*Verilen Görev A*
Aşağıdaki satırlar arasından "stone" dizesini içeren her satırı hiç değiştirmeden çıkarın.

*Sayfa Metni*
○ ○ ○ ○ ○

Karaca Ahmet Sultan Dergahı

Cevapla
Musa Özateş
Mesajlar: 1205
Kayıt: 17 Mar 2007, 01:17

Karaca Ahmet Sultan Dergahı

Mesaj gönderen Musa Özateş »

Karacaahmet sultan dergahı resmi sitesinin 30.3.2007 tarihli duyurusu aşağıdaki gibidir.(Alevilikle bektaşiliği aynı görenler iyi okusunlar belki akılları başlarına gelir)


TÜRKİYE VE DÜNYA KAMUOYUNA




Alevileri ve Aleviliği çeşitli yollarla asimile etme politikası yüzyıllardır inatla sürdürülmektedir. Oysa her inanç ve kültür gibi Alevilik inanç ve kültürü de var olma ve varlığını güçlendirme hakkına sahiptir. Bu en temel insan hakkını çiğnemek, kabulü hiçbir biçimde mümkün olmayan bir haksızlıktır. Bu nedenle Alevi inanç ve kültürüne yönelik asimilasyoncu çalışmaların, dönüştürmeci ve başkalaştırmacı karakteri karşısında inancımızın yaşamsal özelliklerinden olan kimi ögeleri bir kez daha tüm kamuoyuna anımsatmanın bizimle diyalog kurmak isteyen kişi ve kurumlar açısından yararlı sonuçlar doğuracağı kanısındayız.

○ ○ ○ ○ ○

*Verilen Görev B*
Yukarıdaki sayfa metnine göre, Karacaahmet Sultan Dergahı resmi sitesindeki alıntılanan duyuru hangi tarihlidir?

*Bir işaretleme veri kümesinden satırlar*
○ ○ ○ ○ ○

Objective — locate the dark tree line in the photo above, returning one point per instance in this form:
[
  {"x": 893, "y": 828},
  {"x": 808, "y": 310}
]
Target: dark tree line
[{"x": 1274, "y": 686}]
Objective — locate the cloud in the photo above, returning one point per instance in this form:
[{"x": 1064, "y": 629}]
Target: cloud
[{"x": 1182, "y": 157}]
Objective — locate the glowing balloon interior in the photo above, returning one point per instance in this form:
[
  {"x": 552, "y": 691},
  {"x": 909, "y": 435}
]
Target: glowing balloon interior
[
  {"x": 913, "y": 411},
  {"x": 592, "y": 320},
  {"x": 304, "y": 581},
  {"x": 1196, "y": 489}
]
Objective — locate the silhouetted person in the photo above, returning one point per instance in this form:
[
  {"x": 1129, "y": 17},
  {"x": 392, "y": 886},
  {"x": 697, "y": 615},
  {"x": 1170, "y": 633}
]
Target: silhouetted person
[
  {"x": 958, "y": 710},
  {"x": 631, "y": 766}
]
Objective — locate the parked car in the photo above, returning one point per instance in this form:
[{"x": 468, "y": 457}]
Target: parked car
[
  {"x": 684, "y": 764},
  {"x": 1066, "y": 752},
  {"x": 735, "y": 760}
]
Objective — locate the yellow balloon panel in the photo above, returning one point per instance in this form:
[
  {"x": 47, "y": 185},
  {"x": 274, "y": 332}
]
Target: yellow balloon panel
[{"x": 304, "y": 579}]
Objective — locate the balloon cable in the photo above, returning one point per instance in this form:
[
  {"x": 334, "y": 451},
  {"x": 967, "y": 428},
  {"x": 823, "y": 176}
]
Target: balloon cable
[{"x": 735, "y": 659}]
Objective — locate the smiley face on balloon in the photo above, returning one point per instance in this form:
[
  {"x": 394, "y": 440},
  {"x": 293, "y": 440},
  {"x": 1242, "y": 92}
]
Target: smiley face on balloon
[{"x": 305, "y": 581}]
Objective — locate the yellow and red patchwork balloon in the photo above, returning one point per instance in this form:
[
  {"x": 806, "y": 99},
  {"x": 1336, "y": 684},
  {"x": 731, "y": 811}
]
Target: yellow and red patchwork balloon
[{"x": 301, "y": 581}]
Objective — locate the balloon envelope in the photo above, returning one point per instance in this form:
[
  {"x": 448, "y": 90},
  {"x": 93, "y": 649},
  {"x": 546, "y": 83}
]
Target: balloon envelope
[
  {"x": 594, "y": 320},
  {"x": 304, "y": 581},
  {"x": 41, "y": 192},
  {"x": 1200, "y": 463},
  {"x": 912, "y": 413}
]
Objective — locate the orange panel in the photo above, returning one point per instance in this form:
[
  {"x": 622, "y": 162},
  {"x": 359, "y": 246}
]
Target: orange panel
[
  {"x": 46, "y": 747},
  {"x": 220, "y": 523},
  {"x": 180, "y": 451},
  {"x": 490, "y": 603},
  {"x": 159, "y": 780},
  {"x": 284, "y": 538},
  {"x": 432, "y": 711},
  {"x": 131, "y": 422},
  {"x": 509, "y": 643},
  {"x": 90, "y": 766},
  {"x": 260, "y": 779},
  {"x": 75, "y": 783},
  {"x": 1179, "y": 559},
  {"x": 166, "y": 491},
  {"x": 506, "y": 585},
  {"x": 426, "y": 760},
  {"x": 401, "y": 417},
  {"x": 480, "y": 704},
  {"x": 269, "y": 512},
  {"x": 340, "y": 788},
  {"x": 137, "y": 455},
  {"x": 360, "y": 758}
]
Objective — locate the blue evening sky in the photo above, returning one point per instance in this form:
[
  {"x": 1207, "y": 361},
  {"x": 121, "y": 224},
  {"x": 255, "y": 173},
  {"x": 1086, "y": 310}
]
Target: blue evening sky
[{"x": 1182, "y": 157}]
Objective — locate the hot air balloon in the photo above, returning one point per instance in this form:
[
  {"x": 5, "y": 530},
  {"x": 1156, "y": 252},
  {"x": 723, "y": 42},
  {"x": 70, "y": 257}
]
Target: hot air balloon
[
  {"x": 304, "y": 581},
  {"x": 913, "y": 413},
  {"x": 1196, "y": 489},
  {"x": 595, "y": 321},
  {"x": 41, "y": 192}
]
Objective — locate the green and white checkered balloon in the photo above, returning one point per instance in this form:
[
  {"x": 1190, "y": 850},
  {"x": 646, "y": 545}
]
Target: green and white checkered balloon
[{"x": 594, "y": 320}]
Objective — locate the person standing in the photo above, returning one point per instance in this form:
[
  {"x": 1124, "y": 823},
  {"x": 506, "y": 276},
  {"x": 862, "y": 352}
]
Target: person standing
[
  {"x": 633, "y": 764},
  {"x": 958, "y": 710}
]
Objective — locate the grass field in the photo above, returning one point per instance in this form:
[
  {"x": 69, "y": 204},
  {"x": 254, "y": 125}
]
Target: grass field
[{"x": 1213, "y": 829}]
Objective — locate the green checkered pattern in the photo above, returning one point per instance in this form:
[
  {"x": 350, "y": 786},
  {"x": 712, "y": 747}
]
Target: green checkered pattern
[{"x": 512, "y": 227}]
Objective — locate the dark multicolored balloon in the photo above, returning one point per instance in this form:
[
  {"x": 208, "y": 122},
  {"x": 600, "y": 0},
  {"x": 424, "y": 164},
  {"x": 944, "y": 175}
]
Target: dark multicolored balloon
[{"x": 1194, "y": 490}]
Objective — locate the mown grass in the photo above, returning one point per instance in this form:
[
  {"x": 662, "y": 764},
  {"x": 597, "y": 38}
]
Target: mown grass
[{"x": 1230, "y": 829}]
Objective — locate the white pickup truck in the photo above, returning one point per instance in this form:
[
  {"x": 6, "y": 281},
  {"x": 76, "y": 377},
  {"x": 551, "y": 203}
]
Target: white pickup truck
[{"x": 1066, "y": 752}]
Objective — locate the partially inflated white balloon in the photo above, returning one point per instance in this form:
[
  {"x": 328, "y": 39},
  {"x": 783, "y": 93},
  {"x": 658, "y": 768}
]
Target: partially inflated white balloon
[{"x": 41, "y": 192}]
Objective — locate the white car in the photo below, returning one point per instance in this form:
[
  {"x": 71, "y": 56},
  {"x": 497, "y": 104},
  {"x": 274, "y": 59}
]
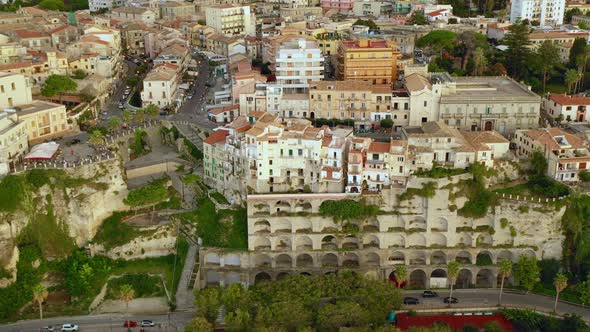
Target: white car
[{"x": 69, "y": 327}]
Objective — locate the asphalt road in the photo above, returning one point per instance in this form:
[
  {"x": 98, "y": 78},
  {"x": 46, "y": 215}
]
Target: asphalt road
[
  {"x": 477, "y": 298},
  {"x": 103, "y": 322}
]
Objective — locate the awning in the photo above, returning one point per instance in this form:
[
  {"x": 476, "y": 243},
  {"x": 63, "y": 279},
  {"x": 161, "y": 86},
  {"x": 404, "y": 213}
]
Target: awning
[{"x": 43, "y": 151}]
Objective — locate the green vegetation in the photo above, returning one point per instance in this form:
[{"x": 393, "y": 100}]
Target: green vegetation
[
  {"x": 438, "y": 172},
  {"x": 224, "y": 228},
  {"x": 348, "y": 209},
  {"x": 325, "y": 303},
  {"x": 428, "y": 190},
  {"x": 144, "y": 286}
]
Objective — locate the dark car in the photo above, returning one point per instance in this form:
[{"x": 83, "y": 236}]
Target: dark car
[
  {"x": 429, "y": 294},
  {"x": 129, "y": 323},
  {"x": 411, "y": 300},
  {"x": 449, "y": 299}
]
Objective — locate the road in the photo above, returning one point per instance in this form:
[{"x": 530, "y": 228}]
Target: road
[
  {"x": 102, "y": 322},
  {"x": 477, "y": 298}
]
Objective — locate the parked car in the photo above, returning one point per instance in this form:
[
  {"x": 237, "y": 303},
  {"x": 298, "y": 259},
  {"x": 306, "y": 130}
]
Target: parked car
[
  {"x": 147, "y": 323},
  {"x": 449, "y": 299},
  {"x": 429, "y": 294},
  {"x": 69, "y": 327},
  {"x": 130, "y": 323},
  {"x": 411, "y": 300}
]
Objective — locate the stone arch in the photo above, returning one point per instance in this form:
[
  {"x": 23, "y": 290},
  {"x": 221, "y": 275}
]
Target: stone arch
[
  {"x": 370, "y": 241},
  {"x": 440, "y": 225},
  {"x": 484, "y": 240},
  {"x": 281, "y": 226},
  {"x": 262, "y": 260},
  {"x": 485, "y": 278},
  {"x": 350, "y": 260},
  {"x": 397, "y": 257},
  {"x": 438, "y": 240},
  {"x": 417, "y": 279},
  {"x": 262, "y": 277},
  {"x": 329, "y": 260},
  {"x": 262, "y": 227},
  {"x": 304, "y": 260},
  {"x": 464, "y": 257},
  {"x": 396, "y": 241},
  {"x": 372, "y": 259},
  {"x": 212, "y": 259},
  {"x": 484, "y": 257},
  {"x": 438, "y": 258},
  {"x": 283, "y": 275},
  {"x": 232, "y": 278},
  {"x": 329, "y": 243},
  {"x": 261, "y": 243},
  {"x": 283, "y": 243},
  {"x": 505, "y": 254},
  {"x": 417, "y": 258},
  {"x": 465, "y": 240},
  {"x": 303, "y": 226},
  {"x": 283, "y": 206},
  {"x": 283, "y": 261},
  {"x": 213, "y": 278},
  {"x": 464, "y": 279},
  {"x": 303, "y": 242},
  {"x": 232, "y": 260},
  {"x": 417, "y": 240},
  {"x": 350, "y": 242}
]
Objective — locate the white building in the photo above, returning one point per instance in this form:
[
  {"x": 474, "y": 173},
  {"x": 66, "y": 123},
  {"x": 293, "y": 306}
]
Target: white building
[
  {"x": 231, "y": 20},
  {"x": 546, "y": 12}
]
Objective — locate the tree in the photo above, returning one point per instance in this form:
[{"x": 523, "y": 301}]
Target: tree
[
  {"x": 505, "y": 267},
  {"x": 126, "y": 294},
  {"x": 39, "y": 296},
  {"x": 114, "y": 123},
  {"x": 417, "y": 18},
  {"x": 207, "y": 303},
  {"x": 452, "y": 272},
  {"x": 198, "y": 324},
  {"x": 526, "y": 271},
  {"x": 518, "y": 53},
  {"x": 560, "y": 284},
  {"x": 96, "y": 138},
  {"x": 58, "y": 85},
  {"x": 546, "y": 58},
  {"x": 401, "y": 274}
]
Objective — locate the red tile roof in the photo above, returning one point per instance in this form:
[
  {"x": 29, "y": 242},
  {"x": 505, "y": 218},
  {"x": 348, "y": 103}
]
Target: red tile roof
[
  {"x": 217, "y": 136},
  {"x": 563, "y": 99}
]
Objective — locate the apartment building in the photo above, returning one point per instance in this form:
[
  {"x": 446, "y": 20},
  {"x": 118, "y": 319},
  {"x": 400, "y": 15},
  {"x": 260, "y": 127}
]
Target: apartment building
[
  {"x": 160, "y": 86},
  {"x": 546, "y": 12},
  {"x": 298, "y": 62},
  {"x": 134, "y": 14},
  {"x": 231, "y": 20},
  {"x": 367, "y": 104},
  {"x": 368, "y": 60},
  {"x": 13, "y": 141},
  {"x": 470, "y": 103},
  {"x": 15, "y": 90},
  {"x": 567, "y": 107},
  {"x": 567, "y": 155}
]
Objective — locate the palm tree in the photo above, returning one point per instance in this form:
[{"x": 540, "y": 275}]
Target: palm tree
[
  {"x": 401, "y": 274},
  {"x": 126, "y": 293},
  {"x": 506, "y": 269},
  {"x": 560, "y": 283},
  {"x": 452, "y": 273},
  {"x": 39, "y": 295}
]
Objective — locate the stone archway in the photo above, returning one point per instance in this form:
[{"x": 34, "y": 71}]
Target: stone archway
[{"x": 417, "y": 279}]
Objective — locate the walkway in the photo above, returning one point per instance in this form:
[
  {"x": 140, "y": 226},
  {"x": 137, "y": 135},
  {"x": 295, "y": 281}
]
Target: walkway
[{"x": 185, "y": 299}]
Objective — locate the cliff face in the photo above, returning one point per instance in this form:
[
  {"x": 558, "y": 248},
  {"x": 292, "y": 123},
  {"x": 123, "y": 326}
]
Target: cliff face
[{"x": 79, "y": 200}]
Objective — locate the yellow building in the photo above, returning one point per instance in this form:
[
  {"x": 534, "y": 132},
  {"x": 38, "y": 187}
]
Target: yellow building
[{"x": 368, "y": 60}]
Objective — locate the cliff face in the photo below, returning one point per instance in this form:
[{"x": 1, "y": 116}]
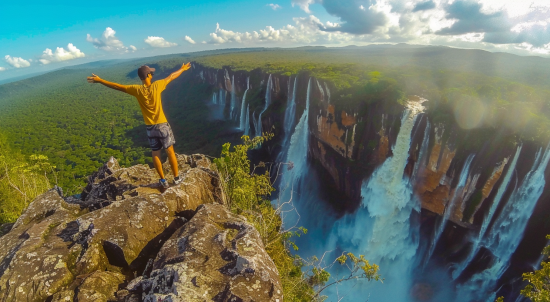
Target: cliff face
[
  {"x": 452, "y": 170},
  {"x": 127, "y": 239}
]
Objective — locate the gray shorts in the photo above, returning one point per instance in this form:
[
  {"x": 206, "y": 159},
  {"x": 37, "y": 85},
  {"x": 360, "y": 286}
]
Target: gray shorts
[{"x": 160, "y": 136}]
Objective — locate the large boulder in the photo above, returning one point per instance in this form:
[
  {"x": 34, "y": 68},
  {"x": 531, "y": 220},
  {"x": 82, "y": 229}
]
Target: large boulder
[
  {"x": 216, "y": 256},
  {"x": 87, "y": 247}
]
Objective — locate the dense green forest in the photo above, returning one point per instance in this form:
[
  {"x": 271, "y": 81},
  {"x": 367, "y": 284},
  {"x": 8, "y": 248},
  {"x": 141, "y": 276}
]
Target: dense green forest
[{"x": 78, "y": 125}]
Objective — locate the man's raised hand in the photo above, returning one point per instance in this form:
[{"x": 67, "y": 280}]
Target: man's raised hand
[
  {"x": 184, "y": 67},
  {"x": 93, "y": 79}
]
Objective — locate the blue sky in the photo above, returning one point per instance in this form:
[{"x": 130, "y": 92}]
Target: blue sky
[{"x": 38, "y": 35}]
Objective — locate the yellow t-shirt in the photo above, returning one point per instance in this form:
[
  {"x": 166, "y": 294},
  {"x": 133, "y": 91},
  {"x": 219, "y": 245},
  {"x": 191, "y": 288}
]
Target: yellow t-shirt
[{"x": 150, "y": 101}]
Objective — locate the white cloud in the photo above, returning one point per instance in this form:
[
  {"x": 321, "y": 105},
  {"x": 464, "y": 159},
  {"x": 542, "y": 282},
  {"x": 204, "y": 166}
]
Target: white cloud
[
  {"x": 17, "y": 62},
  {"x": 61, "y": 54},
  {"x": 159, "y": 42},
  {"x": 303, "y": 4},
  {"x": 305, "y": 30},
  {"x": 188, "y": 39},
  {"x": 274, "y": 6},
  {"x": 108, "y": 41}
]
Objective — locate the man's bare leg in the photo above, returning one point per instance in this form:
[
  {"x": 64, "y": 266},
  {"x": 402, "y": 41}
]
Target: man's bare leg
[
  {"x": 157, "y": 163},
  {"x": 173, "y": 160}
]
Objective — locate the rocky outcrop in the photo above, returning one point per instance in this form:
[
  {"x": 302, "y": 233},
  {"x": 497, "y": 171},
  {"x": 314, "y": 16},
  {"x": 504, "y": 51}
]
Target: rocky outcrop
[
  {"x": 92, "y": 247},
  {"x": 216, "y": 256}
]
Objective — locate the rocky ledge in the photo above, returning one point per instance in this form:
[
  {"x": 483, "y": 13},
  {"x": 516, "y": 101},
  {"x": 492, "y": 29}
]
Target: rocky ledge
[{"x": 127, "y": 239}]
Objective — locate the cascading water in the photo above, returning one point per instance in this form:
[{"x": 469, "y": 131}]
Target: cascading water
[
  {"x": 328, "y": 92},
  {"x": 507, "y": 231},
  {"x": 290, "y": 116},
  {"x": 214, "y": 98},
  {"x": 247, "y": 121},
  {"x": 232, "y": 114},
  {"x": 243, "y": 117},
  {"x": 321, "y": 90},
  {"x": 382, "y": 229},
  {"x": 297, "y": 155},
  {"x": 221, "y": 99},
  {"x": 423, "y": 151},
  {"x": 268, "y": 89},
  {"x": 450, "y": 207},
  {"x": 255, "y": 123},
  {"x": 501, "y": 190}
]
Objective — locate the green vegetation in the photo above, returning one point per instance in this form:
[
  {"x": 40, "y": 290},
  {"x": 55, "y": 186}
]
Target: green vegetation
[
  {"x": 247, "y": 194},
  {"x": 460, "y": 90},
  {"x": 538, "y": 289},
  {"x": 21, "y": 180}
]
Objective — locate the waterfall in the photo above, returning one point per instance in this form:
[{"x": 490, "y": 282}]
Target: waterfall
[
  {"x": 450, "y": 207},
  {"x": 255, "y": 122},
  {"x": 297, "y": 155},
  {"x": 423, "y": 151},
  {"x": 508, "y": 229},
  {"x": 328, "y": 92},
  {"x": 243, "y": 118},
  {"x": 388, "y": 196},
  {"x": 221, "y": 99},
  {"x": 382, "y": 229},
  {"x": 247, "y": 121},
  {"x": 233, "y": 99},
  {"x": 290, "y": 116},
  {"x": 501, "y": 190},
  {"x": 321, "y": 90},
  {"x": 267, "y": 103}
]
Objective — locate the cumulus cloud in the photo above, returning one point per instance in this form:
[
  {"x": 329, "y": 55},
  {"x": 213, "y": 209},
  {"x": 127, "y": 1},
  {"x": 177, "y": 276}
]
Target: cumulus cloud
[
  {"x": 188, "y": 39},
  {"x": 470, "y": 19},
  {"x": 303, "y": 4},
  {"x": 108, "y": 41},
  {"x": 424, "y": 6},
  {"x": 159, "y": 42},
  {"x": 61, "y": 54},
  {"x": 305, "y": 30},
  {"x": 17, "y": 62}
]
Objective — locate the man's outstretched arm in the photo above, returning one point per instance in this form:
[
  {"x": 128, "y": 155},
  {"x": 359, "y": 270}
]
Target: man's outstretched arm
[
  {"x": 95, "y": 79},
  {"x": 177, "y": 73}
]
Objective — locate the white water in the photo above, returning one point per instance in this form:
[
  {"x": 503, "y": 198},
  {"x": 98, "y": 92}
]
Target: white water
[
  {"x": 297, "y": 156},
  {"x": 247, "y": 121},
  {"x": 501, "y": 190},
  {"x": 422, "y": 155},
  {"x": 328, "y": 92},
  {"x": 214, "y": 98},
  {"x": 507, "y": 231},
  {"x": 321, "y": 90},
  {"x": 290, "y": 116},
  {"x": 450, "y": 207},
  {"x": 268, "y": 89},
  {"x": 233, "y": 103},
  {"x": 255, "y": 122},
  {"x": 243, "y": 117}
]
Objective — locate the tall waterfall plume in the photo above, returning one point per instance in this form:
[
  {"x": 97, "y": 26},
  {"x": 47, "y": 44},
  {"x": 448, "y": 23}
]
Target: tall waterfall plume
[
  {"x": 501, "y": 190},
  {"x": 290, "y": 115},
  {"x": 451, "y": 205},
  {"x": 247, "y": 121},
  {"x": 244, "y": 118},
  {"x": 267, "y": 103},
  {"x": 382, "y": 229},
  {"x": 507, "y": 231}
]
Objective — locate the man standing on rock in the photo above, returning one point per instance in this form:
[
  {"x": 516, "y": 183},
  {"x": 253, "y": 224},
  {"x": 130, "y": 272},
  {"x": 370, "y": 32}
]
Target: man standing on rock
[{"x": 159, "y": 132}]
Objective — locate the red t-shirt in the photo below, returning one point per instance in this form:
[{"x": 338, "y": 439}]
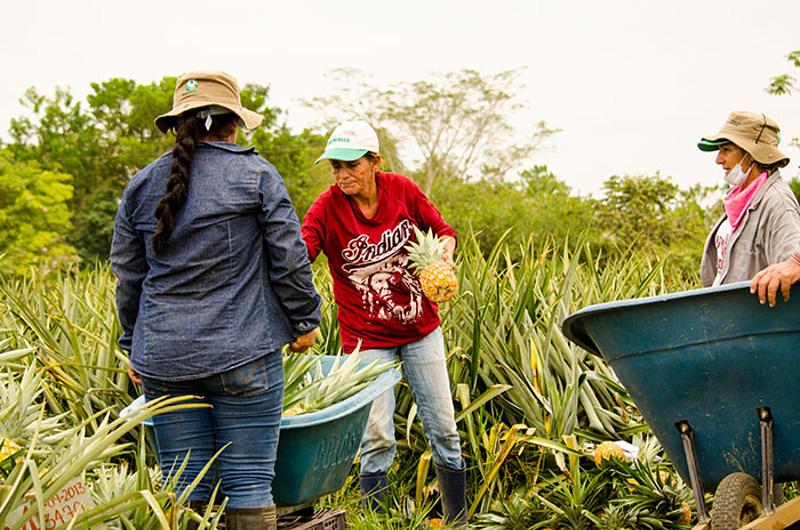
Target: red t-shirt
[{"x": 379, "y": 298}]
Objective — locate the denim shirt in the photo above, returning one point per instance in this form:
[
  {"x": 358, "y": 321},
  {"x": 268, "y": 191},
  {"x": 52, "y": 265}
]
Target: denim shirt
[{"x": 234, "y": 282}]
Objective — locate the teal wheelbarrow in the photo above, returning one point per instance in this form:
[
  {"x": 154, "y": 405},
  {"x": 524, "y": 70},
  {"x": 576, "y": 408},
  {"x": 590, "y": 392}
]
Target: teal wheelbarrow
[{"x": 716, "y": 376}]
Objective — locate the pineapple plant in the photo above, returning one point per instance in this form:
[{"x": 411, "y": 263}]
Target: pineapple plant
[
  {"x": 437, "y": 278},
  {"x": 607, "y": 451}
]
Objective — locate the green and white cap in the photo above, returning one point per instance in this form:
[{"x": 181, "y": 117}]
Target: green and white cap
[{"x": 350, "y": 141}]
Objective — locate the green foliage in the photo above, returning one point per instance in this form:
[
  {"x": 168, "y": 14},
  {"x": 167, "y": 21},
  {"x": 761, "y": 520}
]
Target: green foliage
[
  {"x": 538, "y": 205},
  {"x": 655, "y": 216},
  {"x": 293, "y": 155},
  {"x": 785, "y": 83},
  {"x": 33, "y": 215},
  {"x": 102, "y": 142}
]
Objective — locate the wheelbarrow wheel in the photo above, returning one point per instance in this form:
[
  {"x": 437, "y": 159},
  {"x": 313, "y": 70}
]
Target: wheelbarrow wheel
[{"x": 737, "y": 501}]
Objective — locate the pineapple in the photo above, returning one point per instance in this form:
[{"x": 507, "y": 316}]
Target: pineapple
[
  {"x": 438, "y": 279},
  {"x": 607, "y": 451}
]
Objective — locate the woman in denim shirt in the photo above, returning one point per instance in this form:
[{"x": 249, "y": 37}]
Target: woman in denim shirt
[{"x": 213, "y": 279}]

○ ○ ○ ○ ○

*Yazılı Cevap A*
Objective — locate the stone arch in the photo above, returning one point per instance in this form:
Target: stone arch
Objective — locate the stone archway in the photo above, returning one point per instance in this form:
Target: stone archway

*Yazılı Cevap B*
Duyuru 30.3.2007 tarihlidir.